(Labeled point rows)
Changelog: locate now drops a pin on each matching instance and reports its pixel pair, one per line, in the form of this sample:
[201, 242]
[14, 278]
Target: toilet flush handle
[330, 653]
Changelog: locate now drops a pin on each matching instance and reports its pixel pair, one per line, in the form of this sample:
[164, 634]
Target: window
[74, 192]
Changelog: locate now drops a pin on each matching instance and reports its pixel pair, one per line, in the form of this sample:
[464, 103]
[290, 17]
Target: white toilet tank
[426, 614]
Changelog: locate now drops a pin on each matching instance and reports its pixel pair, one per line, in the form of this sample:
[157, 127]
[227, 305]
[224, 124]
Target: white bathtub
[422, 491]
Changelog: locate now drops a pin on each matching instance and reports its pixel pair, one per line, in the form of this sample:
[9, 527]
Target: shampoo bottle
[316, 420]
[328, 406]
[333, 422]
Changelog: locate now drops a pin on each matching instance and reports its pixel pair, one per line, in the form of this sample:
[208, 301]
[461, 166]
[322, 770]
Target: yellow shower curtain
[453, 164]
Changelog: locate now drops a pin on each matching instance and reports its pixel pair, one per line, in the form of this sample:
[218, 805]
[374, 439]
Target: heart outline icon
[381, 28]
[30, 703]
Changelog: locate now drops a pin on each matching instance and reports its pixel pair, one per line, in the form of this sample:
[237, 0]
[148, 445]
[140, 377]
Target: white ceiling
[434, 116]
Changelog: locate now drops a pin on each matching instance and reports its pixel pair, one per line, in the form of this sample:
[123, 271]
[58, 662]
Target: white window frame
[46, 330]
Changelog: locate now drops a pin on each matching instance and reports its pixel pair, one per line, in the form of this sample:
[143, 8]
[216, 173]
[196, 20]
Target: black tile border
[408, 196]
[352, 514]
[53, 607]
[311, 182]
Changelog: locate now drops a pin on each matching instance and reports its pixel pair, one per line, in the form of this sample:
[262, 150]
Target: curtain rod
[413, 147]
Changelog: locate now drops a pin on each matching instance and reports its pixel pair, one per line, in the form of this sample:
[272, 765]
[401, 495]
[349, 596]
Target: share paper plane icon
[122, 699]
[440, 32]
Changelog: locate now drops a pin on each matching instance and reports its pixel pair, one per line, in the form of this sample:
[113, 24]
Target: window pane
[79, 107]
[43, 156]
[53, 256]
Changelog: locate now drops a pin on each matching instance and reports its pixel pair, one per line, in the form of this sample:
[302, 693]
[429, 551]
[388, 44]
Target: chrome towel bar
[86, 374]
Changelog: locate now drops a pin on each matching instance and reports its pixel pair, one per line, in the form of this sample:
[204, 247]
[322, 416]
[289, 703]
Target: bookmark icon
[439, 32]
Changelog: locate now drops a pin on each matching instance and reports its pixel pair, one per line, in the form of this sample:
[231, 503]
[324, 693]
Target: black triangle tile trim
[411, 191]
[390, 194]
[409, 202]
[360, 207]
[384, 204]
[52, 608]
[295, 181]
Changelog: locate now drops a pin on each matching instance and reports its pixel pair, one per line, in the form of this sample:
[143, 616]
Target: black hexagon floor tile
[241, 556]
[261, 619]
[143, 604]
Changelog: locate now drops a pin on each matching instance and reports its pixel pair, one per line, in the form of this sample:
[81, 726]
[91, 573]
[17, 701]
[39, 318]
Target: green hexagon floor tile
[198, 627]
* * *
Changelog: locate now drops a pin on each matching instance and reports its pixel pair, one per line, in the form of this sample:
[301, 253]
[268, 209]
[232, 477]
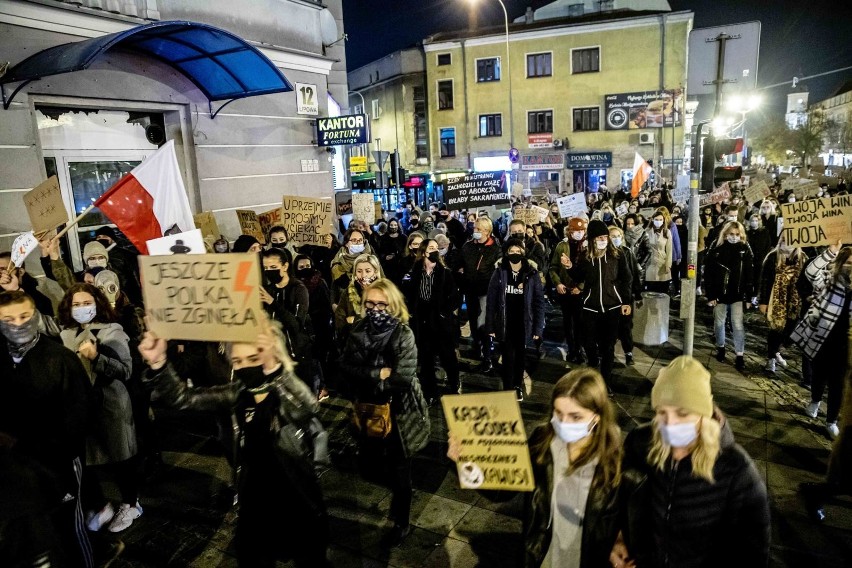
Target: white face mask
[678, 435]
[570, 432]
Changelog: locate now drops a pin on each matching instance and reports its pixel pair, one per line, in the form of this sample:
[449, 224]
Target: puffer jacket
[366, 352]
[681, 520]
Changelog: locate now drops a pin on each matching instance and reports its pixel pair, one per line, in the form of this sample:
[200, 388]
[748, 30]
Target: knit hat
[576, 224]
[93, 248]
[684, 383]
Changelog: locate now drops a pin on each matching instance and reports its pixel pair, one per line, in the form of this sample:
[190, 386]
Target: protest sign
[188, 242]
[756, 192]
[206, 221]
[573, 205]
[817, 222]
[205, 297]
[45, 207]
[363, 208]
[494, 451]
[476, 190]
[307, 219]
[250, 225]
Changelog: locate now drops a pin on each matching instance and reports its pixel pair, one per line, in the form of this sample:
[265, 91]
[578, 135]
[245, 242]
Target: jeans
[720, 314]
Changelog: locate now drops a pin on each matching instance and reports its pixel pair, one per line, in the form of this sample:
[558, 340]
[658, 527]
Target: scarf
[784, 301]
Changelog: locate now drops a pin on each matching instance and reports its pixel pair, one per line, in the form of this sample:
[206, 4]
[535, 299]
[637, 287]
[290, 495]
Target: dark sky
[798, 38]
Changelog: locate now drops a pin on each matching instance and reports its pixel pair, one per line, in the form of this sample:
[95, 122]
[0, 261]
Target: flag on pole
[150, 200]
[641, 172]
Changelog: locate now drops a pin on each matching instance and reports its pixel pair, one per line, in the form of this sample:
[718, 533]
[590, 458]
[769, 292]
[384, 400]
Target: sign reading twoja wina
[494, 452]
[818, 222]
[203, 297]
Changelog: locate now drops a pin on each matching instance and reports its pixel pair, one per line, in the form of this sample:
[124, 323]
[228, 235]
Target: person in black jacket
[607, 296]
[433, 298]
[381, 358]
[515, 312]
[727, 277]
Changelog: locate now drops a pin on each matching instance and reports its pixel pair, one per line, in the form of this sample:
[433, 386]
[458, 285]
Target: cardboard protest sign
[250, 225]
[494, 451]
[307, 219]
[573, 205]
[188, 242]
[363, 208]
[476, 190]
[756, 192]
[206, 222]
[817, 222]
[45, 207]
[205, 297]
==
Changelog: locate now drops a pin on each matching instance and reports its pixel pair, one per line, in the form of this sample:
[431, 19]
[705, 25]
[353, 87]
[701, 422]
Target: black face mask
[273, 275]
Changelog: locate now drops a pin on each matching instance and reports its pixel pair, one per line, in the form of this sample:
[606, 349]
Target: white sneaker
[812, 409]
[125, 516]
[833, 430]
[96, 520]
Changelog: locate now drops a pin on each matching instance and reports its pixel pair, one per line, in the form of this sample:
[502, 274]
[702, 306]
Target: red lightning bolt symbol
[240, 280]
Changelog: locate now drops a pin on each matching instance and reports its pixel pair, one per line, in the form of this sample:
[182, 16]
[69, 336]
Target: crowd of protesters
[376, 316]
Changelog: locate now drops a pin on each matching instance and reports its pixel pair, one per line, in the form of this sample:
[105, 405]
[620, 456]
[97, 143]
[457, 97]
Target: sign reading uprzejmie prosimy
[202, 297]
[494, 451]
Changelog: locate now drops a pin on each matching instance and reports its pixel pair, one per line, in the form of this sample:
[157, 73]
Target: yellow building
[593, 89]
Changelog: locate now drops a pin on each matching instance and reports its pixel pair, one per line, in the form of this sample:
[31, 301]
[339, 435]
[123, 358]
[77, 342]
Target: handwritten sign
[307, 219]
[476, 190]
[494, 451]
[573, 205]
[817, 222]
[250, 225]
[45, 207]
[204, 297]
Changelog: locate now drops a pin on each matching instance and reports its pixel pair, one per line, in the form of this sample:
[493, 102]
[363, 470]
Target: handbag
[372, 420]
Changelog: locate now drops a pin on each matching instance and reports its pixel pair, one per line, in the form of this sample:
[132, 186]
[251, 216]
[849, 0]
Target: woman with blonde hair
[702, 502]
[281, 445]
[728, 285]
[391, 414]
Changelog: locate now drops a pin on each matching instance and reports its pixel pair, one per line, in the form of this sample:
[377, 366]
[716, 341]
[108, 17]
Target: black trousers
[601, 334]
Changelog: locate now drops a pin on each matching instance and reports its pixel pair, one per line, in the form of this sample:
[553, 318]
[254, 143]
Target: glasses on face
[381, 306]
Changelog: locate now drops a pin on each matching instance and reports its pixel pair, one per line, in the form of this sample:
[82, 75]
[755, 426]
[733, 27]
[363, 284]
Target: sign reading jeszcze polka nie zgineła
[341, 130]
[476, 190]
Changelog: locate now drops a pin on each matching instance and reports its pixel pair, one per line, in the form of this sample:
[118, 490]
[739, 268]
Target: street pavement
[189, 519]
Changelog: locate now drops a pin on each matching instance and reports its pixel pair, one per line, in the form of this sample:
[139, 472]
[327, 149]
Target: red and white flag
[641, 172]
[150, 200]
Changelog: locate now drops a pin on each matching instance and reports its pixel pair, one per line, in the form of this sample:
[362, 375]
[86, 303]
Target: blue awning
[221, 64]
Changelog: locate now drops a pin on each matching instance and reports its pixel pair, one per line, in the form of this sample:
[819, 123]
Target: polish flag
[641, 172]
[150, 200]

● WHAT YOU WILL DO
Find every line in the rows above that contains the string "reading", matching case exactly, and copy each of those lines.

● CORRECT ANSWER
Target: sign reading twoja wina
Target: sign reading uprzejmie prosimy
Target: sign reading jeszcze polka nie zgineła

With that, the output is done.